| TAREFAS |
A: Cite o trecho do texto sobre Eva Wilma que começa em "Sempre dedicada ao" e segue até "(foto: (Arquivo/TV Globo)".
B: Dê continuidade ao texto sobre Eva Wilma a partir da última frase apresentada.

| TEXTO DE LEITURA |
▽
O espetáculo marca os 80 anos de vida e 60 de carreira da atriz, que estreou na televisão em 1953 no programa 'Namorados de São Paulo', ainda na extinta Tupi. Lá pelo meio da peça, a personagem recorda, em tom melancólico: “Sou de uma época na qual fazíamos teatro de terça a domingo”. Assim como Eva.

'Azul resplendor', no entanto, costuma ficar em cartaz somente de sexta a domingo. As coisas mudaram. O teatro não é mais o mesmo. Mas Eva Wilma insiste. “Não posso viver somente de televisão. Não compreendo quem se nega a passar pelo teatro, onde melhor evoluímos enquanto artista”, comenta, em entrevista.

Sempre dedicada ao ofício, ela ainda espera novos papéis para incorporar. “Todos os meus personagens continuam comigo quando saio de cena.” A frase, também dita durante 'Azul resplendor', ressoa em Eva, que a ratifica. As gêmeas Ruth e Raquel, de 'Mulheres de areia', a Maria Altiva Pedreira de Mendonça e Albuquerque, de 'A indomada', a Hilda Pontes, de Pedra sobre pedra, que o digam. Entre tantos outros personagens, que continuam com Eva. E com o público.

(Arquivo/TV Globo
Eva Wilma em 'Pedra sobre pedra', de 1992 (foto: (Arquivo/TV Globo)
Entrevista Eva Wilma


O seu sonho, na verdade, era ser bailarina clássica?
Dos 9 aos 19 anos, eu desenvolvi uma carreira no balé que me fez crer que seria essa minha grande paixão, a qual seguiria para o resto da vida. A música sempre se fez presente. Tive aulas com Inezita Barroso, imagina! Mas eram os “anos dourados”, a década de 1950. O José Renato apareceu com o Teatro de Arena, a Vera Cruz lançava filmes e, por fim, o Cassiano Gabus Mendes surgiu como primeiro diretor artístico da televisão. E eu participei disso tudo. Todos eles me convocaram para projetos. Foram escolhas difíceis, mas acho que deu certo, né?!

Na infância e na juventude, a senhora passou por duas grandes dificuldades. A primeira delas por conta do seu pai, que era alemão…
Meu pai faliu. Muitos não lembram o quão difícil foi, por exemplo, quando o Brasil entrou na Segunda Guerra Mundial. Foi terrível. Os alemães que viviam no Brasil foram, quase todos, presos. Meu pai perdeu o emprego e nunca mais se recuperou. Ele escapou por pouco da prisão. Mas o que ele fez? Ensinou-me que era preciso trabalhar para vencer na vida.
△
| MATERIAL FORNECIDO |
▽
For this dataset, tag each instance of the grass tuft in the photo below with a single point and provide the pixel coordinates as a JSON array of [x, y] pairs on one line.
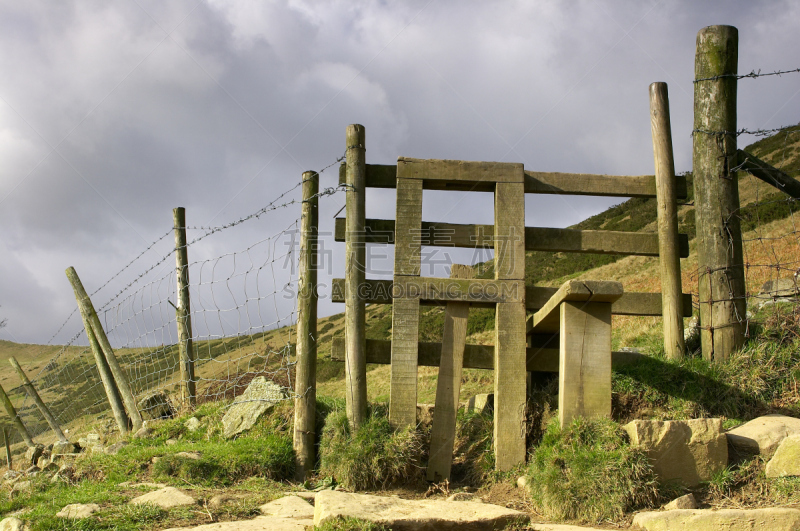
△
| RESPOSTAS EM ORDEM |
A:
Sempre dedicada ao ofício, ela ainda espera novos papéis para incorporar. “Todos os meus personagens continuam comigo quando saio de cena.” A frase, também dita durante 'Azul resplendor', ressoa em Eva, que a ratifica. As gêmeas Ruth e Raquel, de 'Mulheres de areia', a Maria Altiva Pedreira de Mendonça e Albuquerque, de 'A indomada', a Hilda Pontes, de Pedra sobre pedra, que o digam. Entre tantos outros personagens, que continuam com Eva. E com o público.

(Arquivo/TV Globo
Eva Wilma em 'Pedra sobre pedra', de 1992 (foto: (Arquivo/TV Globo)

B:
Alguns anos depois, já casada com o John Herbert e no início da carreira, a senhora mesmo chegou a falir…
Por conta da ditadura. Eles proibiram a peça 'Os rapazes da banda'. Honramos os salários do elenco, da equipe, da produção, mas não subimos no palco. Aquilo nos arruinou. Passamos por momentos muito difíceis. Além do próprio período, que não foi fácil para ninguém. Mas foi ali que aprendemos a lutar pelos direitos humanos, pela liberdade. De alguma forma, deu-nos força. Mais uma vez, um período sofrido, mas de aprendizado.

Brasília, inclusive, fez parte desse seu engajamento pela liberdade…
Exato. Brasília me traz uma recordação muito importante. Eu e o Zara (Carlos Zara, ator e segundo marido da atriz, morto em 2002) lideramos um grupo de artistas que lutava em prol da anistia (promulgada em 1979). Produzimos um documento, com mais de 700 assinaturas, e levamos aos dirigentes do Arena (partido político da época). Em São Paulo, fazíamos visitas semanais aos presídios, para conversar com os colegas da cena encarcerados.

Aquela realidade do teatro “de terça a domingo” parece cada vez mais distante, não?
A bilheteria pagava as contas, veja você! Pode perguntar para Nicette Bruno, Nathalia Timberg, e elas te contam a mesma história: a gente levantava um dinheiro no banco, estreava o espetáculo, trabalhava quase todo dia da semana e, no fim da temporada, pagava o banco, saldava a dívida (risos). Era assim. Mas havia público! Era a principal diferença. Essa realidade tecnológica mudou muito o panorama.

A senhora é sempre lembrada por tantos papéis na tevê, mas não abandona o teatro…

O teatro é a escola do ator. Eu sempre volto para me reciclar, senão meu trabalho cristaliza. Se eu recorrer somente à televisão, eu deixo de evoluir enquanto atriz. O exercício de estar ao vivo de corpo inteiro, diante de uma plateia, é insubstituível.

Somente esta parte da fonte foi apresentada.